━━ DOCUMENT EXCERPT

Comparing roads, here and there

Updated Dec 7, 2012

By Kirk Landers

Kirk LandersGermany celebrated the 80th anniversary of its famed Autobahn in August, mainly with a chorus of complaints that the storied highway system was crumbling under over-use and under-investment.

The month closed with the news that three people died when a brand new bridge in China collapsed. State media attributed the failure to shoddy construction and overloading. The failure of the 9.6-mile-long Yangmingtan Bridge marked the sixth bridge failure in China in a 13-month period.

These two news items convey dramatically that road woes are a widespread problem in our developed and developing worlds today.

Germany’s Autobahn was the inspiration for America’s Interstate Highway system and for advanced highway systems all over the world. China’s mega-investment in roads and bridges has been cited repeatedly as one of the reasons the United States needs to invest more aggressively in its infrastructure: The cost of getting exportable products from the distant reaches of a country to its commercial harbors and ports is a critical factor in international competitiveness.

━━━━
━━ EXTRACTED INFORMATION

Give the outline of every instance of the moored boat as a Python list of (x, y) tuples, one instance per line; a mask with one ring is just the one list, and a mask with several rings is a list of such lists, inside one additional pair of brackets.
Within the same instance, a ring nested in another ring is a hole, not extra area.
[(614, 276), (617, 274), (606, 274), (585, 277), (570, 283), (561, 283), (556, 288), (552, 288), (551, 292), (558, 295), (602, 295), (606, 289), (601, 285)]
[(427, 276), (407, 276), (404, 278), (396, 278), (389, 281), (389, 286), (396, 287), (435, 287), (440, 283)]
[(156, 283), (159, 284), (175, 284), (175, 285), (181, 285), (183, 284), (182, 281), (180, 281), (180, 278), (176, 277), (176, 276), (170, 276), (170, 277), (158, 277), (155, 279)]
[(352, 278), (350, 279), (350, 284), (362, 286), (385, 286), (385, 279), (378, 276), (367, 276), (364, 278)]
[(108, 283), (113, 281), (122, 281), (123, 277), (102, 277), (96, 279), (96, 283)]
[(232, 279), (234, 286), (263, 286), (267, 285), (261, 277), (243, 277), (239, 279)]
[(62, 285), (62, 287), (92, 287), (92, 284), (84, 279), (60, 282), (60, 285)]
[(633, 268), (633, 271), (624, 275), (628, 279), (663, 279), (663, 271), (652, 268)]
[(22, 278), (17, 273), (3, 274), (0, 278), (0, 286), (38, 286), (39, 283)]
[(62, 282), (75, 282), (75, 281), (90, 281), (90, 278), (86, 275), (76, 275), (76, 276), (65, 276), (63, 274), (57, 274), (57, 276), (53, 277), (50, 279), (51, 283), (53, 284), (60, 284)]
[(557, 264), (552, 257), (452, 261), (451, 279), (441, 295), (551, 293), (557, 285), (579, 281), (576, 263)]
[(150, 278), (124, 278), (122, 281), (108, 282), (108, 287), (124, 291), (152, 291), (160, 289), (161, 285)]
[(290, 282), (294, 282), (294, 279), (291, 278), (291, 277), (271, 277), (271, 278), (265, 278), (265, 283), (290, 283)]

━━━━

**TASK PROMPT**: Rewrite the roads comparison article from "Kirk LandersGermany celebrated" up to and including "over-use and under-investment.", changing "crumbling" to "deteriorating".

**WRITTEN ANSWER**:
Kirk LandersGermany celebrated the 80th anniversary of its famed Autobahn in August, mainly with a chorus of complaints that the storied highway system was deteriorating under over-use and under-investment.